- **EXERCISE**
Starting with the line that contains "Objective — one dot on each instance of the water" and continuing through the line that contains "Objective — one dot on each instance of the black", both included, render the lines of the records below as a JSON list of strings. Use one string per line and omit blank lines.

- **RECORDS**
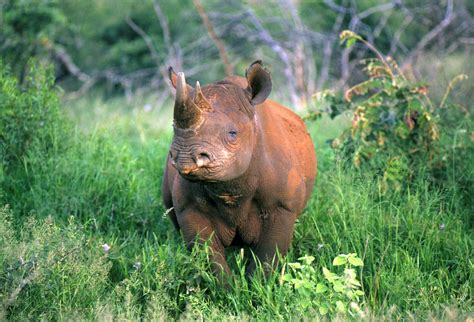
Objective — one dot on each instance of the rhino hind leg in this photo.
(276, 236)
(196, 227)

...

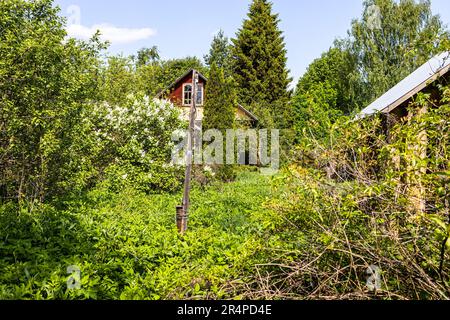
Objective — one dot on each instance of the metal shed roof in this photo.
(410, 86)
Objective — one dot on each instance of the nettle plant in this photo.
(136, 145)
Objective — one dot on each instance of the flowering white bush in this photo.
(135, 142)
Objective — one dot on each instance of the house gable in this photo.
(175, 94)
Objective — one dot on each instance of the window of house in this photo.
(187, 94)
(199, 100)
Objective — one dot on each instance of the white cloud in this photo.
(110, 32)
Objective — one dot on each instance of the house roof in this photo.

...

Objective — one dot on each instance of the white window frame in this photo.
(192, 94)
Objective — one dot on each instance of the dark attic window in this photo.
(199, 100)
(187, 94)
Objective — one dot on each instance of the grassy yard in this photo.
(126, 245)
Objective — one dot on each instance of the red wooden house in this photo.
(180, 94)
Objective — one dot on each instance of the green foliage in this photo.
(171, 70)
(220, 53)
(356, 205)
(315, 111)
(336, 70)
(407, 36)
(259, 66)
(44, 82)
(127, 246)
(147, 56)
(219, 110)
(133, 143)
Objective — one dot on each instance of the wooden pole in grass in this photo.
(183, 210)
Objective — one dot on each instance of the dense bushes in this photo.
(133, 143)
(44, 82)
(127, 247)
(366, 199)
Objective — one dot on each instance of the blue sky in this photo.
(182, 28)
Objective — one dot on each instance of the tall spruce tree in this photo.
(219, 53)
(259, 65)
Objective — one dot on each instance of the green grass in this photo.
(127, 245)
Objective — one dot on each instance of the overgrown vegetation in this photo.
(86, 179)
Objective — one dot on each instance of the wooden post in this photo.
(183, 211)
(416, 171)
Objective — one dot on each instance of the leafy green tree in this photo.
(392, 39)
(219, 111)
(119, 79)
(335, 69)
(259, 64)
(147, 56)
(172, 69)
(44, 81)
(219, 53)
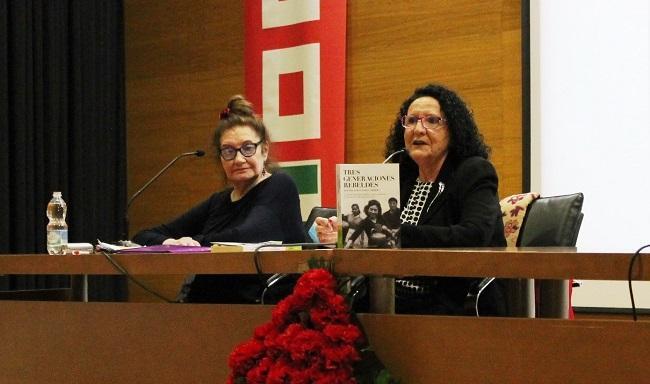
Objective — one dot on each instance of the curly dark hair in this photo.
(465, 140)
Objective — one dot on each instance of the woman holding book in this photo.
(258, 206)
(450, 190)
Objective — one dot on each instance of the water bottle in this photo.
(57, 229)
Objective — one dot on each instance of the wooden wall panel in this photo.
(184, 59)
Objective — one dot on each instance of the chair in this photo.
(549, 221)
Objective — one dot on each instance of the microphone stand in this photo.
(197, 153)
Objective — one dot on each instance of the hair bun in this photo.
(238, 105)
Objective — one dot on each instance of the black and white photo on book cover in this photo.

- **ANSWER TO THIS PROBLEM**
[
  "Objective — one dot on each instance of the water bottle in this photo.",
  "(57, 229)",
  "Objective — one dot on each instance of the wooden wall panel in this photo.",
  "(184, 59)",
  "Objective — one dot on each instance of the chair in this photo.",
  "(549, 221)",
  "Objective — one dot on each instance of the microphone stand in this photo.",
  "(197, 153)",
  "Objective — one dot on each instance of the hair bun in this photo.",
  "(238, 105)",
  "Objective — one dot on each instance of the black and white photo on book cover in this photo."
]